> Source excerpt
══════════

I recently switched brokerages to TD Ameritrade (NYSE:AMTD) - a switch that I'm relishing so far. The trading platform is simple and easy and beats the pants off of my old brokerage. As I was toying around with some of the new tools, I started to look through the stock screener.
For purposes of simply messing around, I entered in some (what I thought to be) incredibly nice variables for a stock - a P/E under 10, EPS and revenue growth over 100%, and a price to book value under 1.
Amongst the list of 8 or 9 small caps and stocks that I hadn't heard about stood one peculiar name, bond insurer MBIA (NYSE:MBI). My extent of knowledge on MBIA is simply what I've read in "Confidence Game", the book about how Bill Ackman bet against the company before the financial crisis and consequently raked in billions of dollars in profit.
You may remember MBIA from its Hindenberg-esque implosion during the 2007/08 financial crisis. MBIA spent the better part of 2013 settling its beef with Bank of America (NYSE:BAC) and trying to get its balance sheet in order to remain solvent and on its two feet.
During 2013, MBIA stock has been quietly returning about 44% for the last twelve months, and about 18% for the last three months alone to end 2013 and start 2014. The stock has been climbing - albeit like a person struggling to get out of quicksand, since 2009 slowly and steadily. Since the days of it's catastrophe, it's yielded almost 600%.
Coverage of the stock has been few and far between, and it's been swept under the rug the last few years. Well, now its 2014, and it might be time to take one more look at MBIA.
MBIA spent the last few years trying to not to fall after getting wobbly knees as a result of the financial crisis. Competitors like Ambac wound up filing for bankruptcy.
MBIA has been working diligently to get costs under control for the last few years. The company's revenue growth and EPS growth continue to look promising. MBIA reported a net income of $132 million in Q3, vs. $7 million in Q3 of 2012.

══════════

> To be done
1. Copy the article on MBIA from "You may remember" up to and including "its two feet.".
2. According to the article on MBIA, what net income did MBIA report in Q3?
3. Pick up the article on MBIA after its final sentence and carry it forward.

Some data
══════════

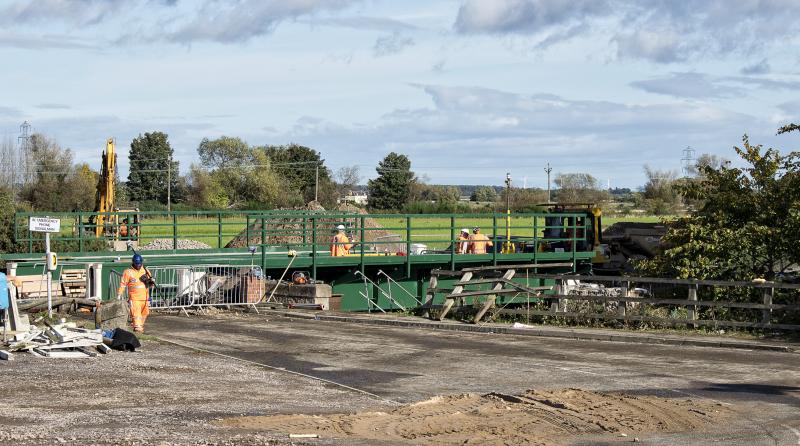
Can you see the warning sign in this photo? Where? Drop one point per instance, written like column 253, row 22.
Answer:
column 44, row 224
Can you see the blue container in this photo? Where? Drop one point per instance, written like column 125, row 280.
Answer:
column 3, row 292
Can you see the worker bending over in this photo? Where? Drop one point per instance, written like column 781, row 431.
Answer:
column 462, row 242
column 478, row 242
column 137, row 279
column 341, row 244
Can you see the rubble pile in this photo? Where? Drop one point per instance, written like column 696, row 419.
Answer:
column 166, row 243
column 64, row 340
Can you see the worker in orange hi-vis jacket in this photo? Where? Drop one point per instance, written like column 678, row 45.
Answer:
column 340, row 246
column 478, row 242
column 462, row 242
column 137, row 279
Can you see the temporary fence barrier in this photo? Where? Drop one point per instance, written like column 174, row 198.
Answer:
column 183, row 287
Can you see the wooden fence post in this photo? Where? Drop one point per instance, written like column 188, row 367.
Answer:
column 692, row 310
column 622, row 305
column 766, row 313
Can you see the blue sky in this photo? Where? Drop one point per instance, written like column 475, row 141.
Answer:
column 468, row 89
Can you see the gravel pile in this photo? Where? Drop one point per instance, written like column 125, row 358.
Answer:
column 166, row 243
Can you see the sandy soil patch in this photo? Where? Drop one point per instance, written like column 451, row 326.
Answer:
column 533, row 418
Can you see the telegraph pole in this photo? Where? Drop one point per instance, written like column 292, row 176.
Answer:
column 508, row 248
column 548, row 169
column 169, row 181
column 316, row 183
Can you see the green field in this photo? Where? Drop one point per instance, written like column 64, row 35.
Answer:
column 433, row 231
column 430, row 230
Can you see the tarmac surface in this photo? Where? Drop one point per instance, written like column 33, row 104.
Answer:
column 233, row 367
column 405, row 365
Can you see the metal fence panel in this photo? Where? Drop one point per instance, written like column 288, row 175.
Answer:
column 181, row 287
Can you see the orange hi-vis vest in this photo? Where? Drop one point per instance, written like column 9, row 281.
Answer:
column 479, row 243
column 461, row 244
column 132, row 279
column 341, row 245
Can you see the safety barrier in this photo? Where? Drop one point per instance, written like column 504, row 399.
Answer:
column 182, row 287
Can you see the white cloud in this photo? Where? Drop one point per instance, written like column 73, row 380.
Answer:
column 391, row 44
column 761, row 67
column 655, row 30
column 75, row 12
column 245, row 19
column 687, row 85
column 702, row 86
column 499, row 131
column 523, row 16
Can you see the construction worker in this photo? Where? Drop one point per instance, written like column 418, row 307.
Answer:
column 478, row 242
column 137, row 279
column 462, row 243
column 341, row 244
column 123, row 229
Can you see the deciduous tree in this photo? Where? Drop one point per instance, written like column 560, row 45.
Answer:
column 150, row 157
column 390, row 190
column 748, row 225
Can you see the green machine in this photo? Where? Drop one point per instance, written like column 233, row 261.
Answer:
column 393, row 254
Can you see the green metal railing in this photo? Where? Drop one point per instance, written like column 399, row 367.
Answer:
column 313, row 235
column 548, row 236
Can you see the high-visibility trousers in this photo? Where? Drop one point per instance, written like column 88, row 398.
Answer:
column 139, row 311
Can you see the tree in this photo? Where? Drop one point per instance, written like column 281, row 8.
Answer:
column 390, row 190
column 347, row 178
column 484, row 194
column 234, row 174
column 578, row 188
column 150, row 157
column 304, row 169
column 224, row 152
column 748, row 225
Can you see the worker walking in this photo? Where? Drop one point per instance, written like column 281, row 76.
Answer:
column 462, row 242
column 123, row 229
column 478, row 242
column 340, row 246
column 137, row 279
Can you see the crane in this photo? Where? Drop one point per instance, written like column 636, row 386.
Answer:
column 106, row 219
column 105, row 189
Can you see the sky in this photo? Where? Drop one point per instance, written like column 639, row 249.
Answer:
column 467, row 89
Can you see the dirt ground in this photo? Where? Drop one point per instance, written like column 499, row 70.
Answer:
column 254, row 379
column 534, row 418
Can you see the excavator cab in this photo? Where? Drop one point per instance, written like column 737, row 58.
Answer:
column 586, row 228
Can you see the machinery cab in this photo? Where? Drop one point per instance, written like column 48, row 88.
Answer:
column 585, row 227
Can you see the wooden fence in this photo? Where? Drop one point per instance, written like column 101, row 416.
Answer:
column 669, row 302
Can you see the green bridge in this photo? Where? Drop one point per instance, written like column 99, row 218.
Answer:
column 404, row 247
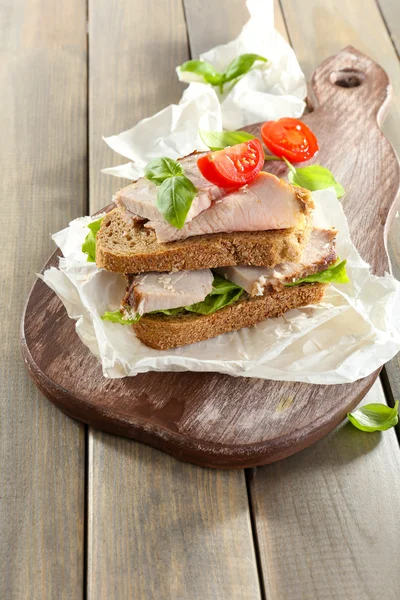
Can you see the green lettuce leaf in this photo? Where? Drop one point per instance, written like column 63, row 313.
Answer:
column 375, row 417
column 335, row 274
column 223, row 294
column 89, row 245
column 118, row 317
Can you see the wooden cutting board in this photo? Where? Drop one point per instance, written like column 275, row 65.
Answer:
column 217, row 420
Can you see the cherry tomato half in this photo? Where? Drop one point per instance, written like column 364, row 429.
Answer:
column 234, row 166
column 289, row 138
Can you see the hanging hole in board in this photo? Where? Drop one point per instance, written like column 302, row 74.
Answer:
column 347, row 78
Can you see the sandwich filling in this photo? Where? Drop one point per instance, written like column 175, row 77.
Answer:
column 267, row 203
column 319, row 254
column 140, row 198
column 206, row 291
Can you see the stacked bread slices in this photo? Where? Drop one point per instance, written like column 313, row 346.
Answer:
column 241, row 257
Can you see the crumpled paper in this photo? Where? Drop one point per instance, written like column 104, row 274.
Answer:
column 269, row 91
column 352, row 333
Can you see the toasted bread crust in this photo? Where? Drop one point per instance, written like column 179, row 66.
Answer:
column 125, row 247
column 163, row 332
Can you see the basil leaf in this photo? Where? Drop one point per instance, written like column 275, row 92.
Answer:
column 335, row 274
column 375, row 417
column 89, row 244
column 314, row 177
column 223, row 294
column 118, row 317
column 174, row 199
column 204, row 69
column 241, row 65
column 160, row 169
column 217, row 140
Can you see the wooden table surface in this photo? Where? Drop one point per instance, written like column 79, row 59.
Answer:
column 84, row 514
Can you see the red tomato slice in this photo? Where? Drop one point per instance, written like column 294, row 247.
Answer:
column 234, row 166
column 289, row 138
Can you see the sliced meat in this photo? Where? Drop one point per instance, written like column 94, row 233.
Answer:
column 160, row 291
column 266, row 203
column 318, row 255
column 140, row 197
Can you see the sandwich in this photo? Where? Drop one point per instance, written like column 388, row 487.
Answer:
column 205, row 251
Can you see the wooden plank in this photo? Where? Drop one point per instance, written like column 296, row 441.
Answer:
column 132, row 76
column 325, row 517
column 319, row 29
column 212, row 24
column 321, row 522
column 43, row 186
column 157, row 528
column 390, row 10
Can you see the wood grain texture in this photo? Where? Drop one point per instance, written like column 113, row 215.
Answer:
column 215, row 420
column 325, row 517
column 390, row 10
column 163, row 529
column 317, row 30
column 205, row 418
column 43, row 170
column 134, row 49
column 157, row 528
column 212, row 24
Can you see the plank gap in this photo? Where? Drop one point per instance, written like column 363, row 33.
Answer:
column 189, row 50
column 286, row 33
column 249, row 473
column 385, row 10
column 388, row 390
column 86, row 517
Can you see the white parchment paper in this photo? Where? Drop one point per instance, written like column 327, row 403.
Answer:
column 267, row 92
column 353, row 332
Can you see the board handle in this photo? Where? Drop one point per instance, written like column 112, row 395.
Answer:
column 349, row 78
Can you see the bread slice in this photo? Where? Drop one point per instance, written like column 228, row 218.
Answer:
column 163, row 332
column 124, row 246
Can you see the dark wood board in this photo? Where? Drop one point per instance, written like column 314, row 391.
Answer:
column 217, row 420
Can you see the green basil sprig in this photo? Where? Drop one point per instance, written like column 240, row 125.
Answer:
column 334, row 274
column 375, row 417
column 89, row 244
column 175, row 191
column 236, row 69
column 218, row 140
column 313, row 177
column 160, row 169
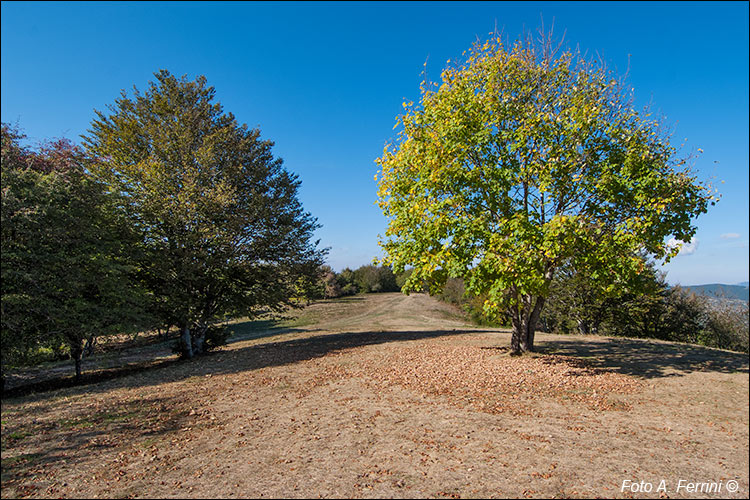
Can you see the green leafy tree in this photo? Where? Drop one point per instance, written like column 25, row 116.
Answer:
column 522, row 159
column 222, row 229
column 66, row 255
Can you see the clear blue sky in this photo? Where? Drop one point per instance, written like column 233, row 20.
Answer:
column 325, row 81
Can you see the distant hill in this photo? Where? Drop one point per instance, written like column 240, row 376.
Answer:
column 718, row 290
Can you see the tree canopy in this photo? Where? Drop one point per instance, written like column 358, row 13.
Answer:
column 222, row 229
column 524, row 158
column 66, row 273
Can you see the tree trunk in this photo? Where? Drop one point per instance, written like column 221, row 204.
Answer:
column 76, row 352
column 525, row 320
column 187, row 343
column 199, row 339
column 583, row 327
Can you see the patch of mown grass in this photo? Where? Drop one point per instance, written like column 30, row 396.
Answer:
column 97, row 419
column 12, row 466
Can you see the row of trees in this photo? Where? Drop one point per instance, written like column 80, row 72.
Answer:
column 171, row 214
column 647, row 308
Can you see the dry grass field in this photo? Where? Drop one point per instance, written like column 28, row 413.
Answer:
column 391, row 396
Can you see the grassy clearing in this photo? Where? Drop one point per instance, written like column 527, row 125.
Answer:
column 387, row 396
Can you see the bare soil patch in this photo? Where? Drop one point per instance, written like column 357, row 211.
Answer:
column 390, row 396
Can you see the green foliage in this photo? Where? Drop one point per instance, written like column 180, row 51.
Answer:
column 523, row 160
column 372, row 279
column 222, row 230
column 647, row 308
column 66, row 262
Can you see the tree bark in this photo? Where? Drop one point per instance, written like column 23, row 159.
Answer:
column 187, row 343
column 525, row 320
column 199, row 339
column 77, row 354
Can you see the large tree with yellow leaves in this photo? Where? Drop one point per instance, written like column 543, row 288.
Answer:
column 523, row 158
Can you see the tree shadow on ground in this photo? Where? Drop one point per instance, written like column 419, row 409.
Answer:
column 645, row 358
column 80, row 437
column 229, row 361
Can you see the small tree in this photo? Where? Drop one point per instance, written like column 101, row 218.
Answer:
column 222, row 229
column 522, row 159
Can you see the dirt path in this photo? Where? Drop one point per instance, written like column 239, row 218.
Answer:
column 392, row 396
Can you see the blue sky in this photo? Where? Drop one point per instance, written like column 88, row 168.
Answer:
column 325, row 82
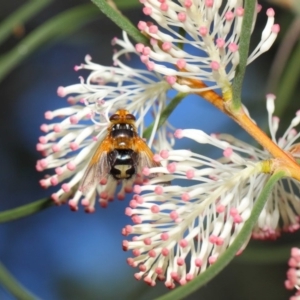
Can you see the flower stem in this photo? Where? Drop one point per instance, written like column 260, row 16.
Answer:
column 237, row 84
column 120, row 20
column 284, row 160
column 230, row 253
column 13, row 286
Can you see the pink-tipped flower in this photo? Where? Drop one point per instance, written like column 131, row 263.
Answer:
column 195, row 219
column 293, row 274
column 76, row 130
column 208, row 49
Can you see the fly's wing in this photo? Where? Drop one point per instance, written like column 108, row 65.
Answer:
column 145, row 156
column 98, row 167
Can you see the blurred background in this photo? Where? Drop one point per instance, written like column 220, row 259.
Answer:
column 59, row 254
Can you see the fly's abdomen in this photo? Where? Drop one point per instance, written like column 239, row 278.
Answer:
column 123, row 162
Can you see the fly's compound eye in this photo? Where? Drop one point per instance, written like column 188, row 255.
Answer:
column 114, row 117
column 130, row 117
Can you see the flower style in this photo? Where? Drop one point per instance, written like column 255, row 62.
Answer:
column 293, row 274
column 181, row 229
column 198, row 41
column 68, row 145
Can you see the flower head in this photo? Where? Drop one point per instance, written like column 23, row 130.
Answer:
column 181, row 229
column 198, row 40
column 70, row 141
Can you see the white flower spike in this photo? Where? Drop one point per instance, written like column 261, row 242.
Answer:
column 181, row 229
column 69, row 143
column 198, row 40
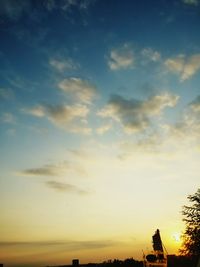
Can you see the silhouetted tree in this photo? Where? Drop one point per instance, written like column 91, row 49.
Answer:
column 191, row 244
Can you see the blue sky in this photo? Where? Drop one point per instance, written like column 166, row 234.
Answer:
column 99, row 118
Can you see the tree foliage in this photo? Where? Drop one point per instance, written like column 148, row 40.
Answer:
column 191, row 214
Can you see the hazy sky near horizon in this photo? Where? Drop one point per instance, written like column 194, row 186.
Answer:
column 99, row 126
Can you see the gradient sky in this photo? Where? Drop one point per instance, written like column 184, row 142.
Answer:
column 100, row 127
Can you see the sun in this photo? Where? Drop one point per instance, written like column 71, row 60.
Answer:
column 176, row 237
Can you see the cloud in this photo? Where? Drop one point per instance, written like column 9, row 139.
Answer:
column 63, row 65
column 134, row 114
column 195, row 105
column 14, row 9
column 81, row 89
column 121, row 58
column 53, row 170
column 7, row 117
column 150, row 54
column 68, row 245
column 47, row 170
column 191, row 2
column 70, row 117
column 103, row 129
column 6, row 94
column 67, row 5
column 64, row 187
column 184, row 67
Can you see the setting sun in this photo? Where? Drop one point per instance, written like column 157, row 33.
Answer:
column 99, row 127
column 176, row 237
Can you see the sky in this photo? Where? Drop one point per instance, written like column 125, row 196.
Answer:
column 99, row 127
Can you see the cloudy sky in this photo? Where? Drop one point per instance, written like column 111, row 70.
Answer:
column 99, row 127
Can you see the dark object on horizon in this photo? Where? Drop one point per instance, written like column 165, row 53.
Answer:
column 191, row 213
column 75, row 262
column 157, row 243
column 151, row 258
column 158, row 258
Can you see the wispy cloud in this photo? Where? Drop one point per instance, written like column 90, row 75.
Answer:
column 83, row 90
column 55, row 170
column 191, row 2
column 65, row 187
column 68, row 245
column 14, row 9
column 67, row 5
column 184, row 66
column 121, row 58
column 7, row 117
column 70, row 117
column 6, row 94
column 150, row 55
column 63, row 65
column 47, row 170
column 134, row 114
column 104, row 128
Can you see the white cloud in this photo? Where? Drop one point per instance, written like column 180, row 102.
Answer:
column 7, row 117
column 65, row 187
column 121, row 58
column 184, row 67
column 14, row 9
column 134, row 114
column 70, row 117
column 103, row 129
column 150, row 54
column 81, row 89
column 6, row 94
column 62, row 65
column 191, row 2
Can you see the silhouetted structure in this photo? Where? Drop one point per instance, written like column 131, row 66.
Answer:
column 158, row 258
column 75, row 262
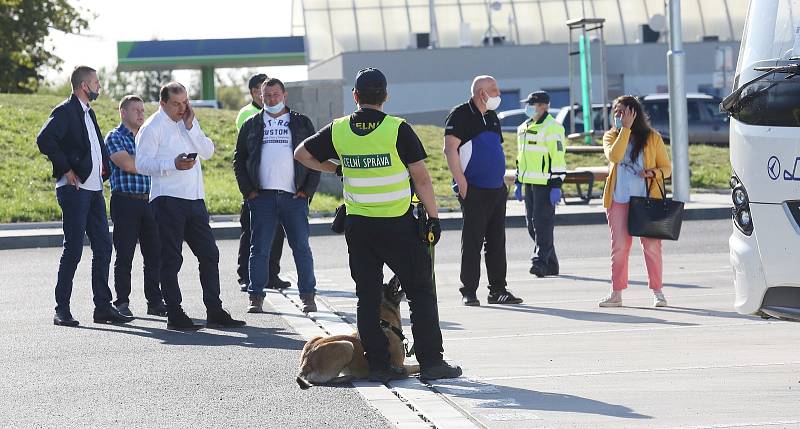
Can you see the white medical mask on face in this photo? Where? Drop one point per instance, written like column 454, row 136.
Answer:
column 275, row 109
column 530, row 111
column 492, row 102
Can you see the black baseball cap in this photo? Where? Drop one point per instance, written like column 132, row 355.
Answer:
column 256, row 80
column 537, row 97
column 370, row 79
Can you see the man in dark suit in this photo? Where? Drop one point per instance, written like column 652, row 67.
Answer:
column 71, row 140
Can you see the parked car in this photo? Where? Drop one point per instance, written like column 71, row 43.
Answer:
column 706, row 123
column 563, row 117
column 210, row 104
column 510, row 119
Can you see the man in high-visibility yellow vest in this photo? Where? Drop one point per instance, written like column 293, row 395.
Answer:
column 377, row 154
column 541, row 169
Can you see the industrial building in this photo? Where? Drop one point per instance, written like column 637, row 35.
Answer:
column 431, row 49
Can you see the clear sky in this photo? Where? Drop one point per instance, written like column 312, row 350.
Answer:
column 168, row 20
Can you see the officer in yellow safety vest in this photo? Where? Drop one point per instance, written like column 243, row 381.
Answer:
column 377, row 155
column 541, row 169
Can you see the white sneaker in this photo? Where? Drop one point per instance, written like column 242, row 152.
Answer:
column 659, row 300
column 613, row 300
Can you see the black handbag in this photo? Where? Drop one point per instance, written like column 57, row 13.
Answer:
column 653, row 217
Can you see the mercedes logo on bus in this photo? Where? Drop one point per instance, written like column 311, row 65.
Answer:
column 774, row 167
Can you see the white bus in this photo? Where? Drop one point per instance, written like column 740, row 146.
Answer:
column 765, row 155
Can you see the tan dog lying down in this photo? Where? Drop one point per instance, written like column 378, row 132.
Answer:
column 340, row 358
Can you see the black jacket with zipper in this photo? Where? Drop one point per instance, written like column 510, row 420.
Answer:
column 247, row 157
column 65, row 141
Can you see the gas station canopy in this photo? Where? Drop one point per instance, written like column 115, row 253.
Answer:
column 209, row 54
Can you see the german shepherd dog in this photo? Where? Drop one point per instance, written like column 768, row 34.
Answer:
column 340, row 358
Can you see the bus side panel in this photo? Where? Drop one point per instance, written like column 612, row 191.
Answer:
column 767, row 161
column 778, row 244
column 748, row 272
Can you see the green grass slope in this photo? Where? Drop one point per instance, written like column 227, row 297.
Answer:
column 27, row 190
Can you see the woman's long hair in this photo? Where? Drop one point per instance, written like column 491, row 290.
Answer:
column 641, row 129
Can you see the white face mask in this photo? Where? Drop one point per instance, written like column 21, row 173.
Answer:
column 275, row 109
column 493, row 103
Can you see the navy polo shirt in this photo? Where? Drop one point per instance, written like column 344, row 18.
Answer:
column 481, row 149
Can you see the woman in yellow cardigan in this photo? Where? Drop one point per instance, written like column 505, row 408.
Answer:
column 635, row 152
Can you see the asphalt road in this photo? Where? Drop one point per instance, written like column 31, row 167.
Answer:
column 564, row 363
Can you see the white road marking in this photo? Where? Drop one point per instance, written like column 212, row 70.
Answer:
column 638, row 371
column 601, row 331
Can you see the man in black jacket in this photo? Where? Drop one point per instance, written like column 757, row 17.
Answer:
column 277, row 190
column 71, row 140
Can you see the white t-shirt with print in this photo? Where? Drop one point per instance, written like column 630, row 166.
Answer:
column 276, row 171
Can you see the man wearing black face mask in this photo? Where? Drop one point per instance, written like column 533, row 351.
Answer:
column 71, row 140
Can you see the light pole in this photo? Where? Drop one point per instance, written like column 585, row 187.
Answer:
column 678, row 120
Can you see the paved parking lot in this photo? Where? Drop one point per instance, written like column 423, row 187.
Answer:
column 557, row 361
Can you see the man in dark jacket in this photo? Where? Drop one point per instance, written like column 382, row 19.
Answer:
column 71, row 140
column 277, row 190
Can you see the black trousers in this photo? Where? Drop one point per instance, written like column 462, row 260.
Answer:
column 134, row 221
column 244, row 250
column 373, row 242
column 83, row 213
column 540, row 217
column 182, row 220
column 484, row 214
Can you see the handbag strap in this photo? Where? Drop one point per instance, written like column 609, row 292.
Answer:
column 661, row 186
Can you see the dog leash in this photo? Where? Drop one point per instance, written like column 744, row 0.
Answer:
column 386, row 325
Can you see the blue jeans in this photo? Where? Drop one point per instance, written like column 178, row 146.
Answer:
column 267, row 210
column 83, row 212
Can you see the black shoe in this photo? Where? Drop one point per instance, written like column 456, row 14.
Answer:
column 222, row 319
column 442, row 370
column 385, row 375
column 124, row 310
column 179, row 321
column 470, row 300
column 277, row 283
column 157, row 310
column 110, row 315
column 503, row 297
column 538, row 270
column 64, row 318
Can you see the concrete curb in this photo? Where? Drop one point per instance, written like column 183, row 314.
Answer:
column 27, row 236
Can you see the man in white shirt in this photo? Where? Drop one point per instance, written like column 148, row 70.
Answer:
column 169, row 147
column 71, row 140
column 277, row 190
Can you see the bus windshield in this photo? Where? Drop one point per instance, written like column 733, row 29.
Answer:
column 771, row 38
column 772, row 32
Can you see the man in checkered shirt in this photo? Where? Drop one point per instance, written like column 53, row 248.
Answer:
column 131, row 212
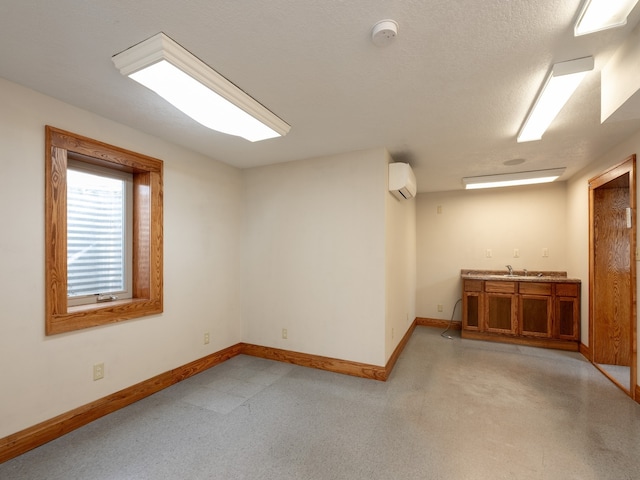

══════════

> Answers given
1.
You may remember MBIA from its Hindenberg-esque implosion during the 2007/08 financial crisis. MBIA spent the better part of 2013 settling its beef with Bank of America (NYSE:BAC) and trying to get its balance sheet in order to remain solvent and on its two feet.

2. $132 million.

3.
The fact is that MBIA continues to trade at an extremely attractive P/E ratio of barely over 3. Additionally, it's price to book value is around 0.80. These two fundamental indicators give a look into how much the market has roped in the valuation of this company based on fears of insolvency.
Shorts continue to duck out of the stock as time marches forward and MBIA continues to show bits and pieces more of a foundation to stand on. The short interest is also relatively low and has been on the constant decline since the 07-08 mess - 5.38% of the float as of 12/15/13.
The short interest has come down as MBIA's earnings continue to show traction for the company. Short interest has dropped as much as 20% in the last quarter alone.
With very little analyst coverage over the last couple of years, MBIA remains this stock that most people have written off and forgotten about. However, if it can continue to grow its revenue and stay on its feet, MBIA does present a serious potential long term growth stock, as through traditional metrics it's undervalued.
Like BP, which I also just wrote about, MBIA's fundamentals are screaming buy. And, also like BP, its got one giant roadblock in its way for the time being. But, if it can prove its long-term solvency and staying power, there's no doubt there's a chance for a major growth story here.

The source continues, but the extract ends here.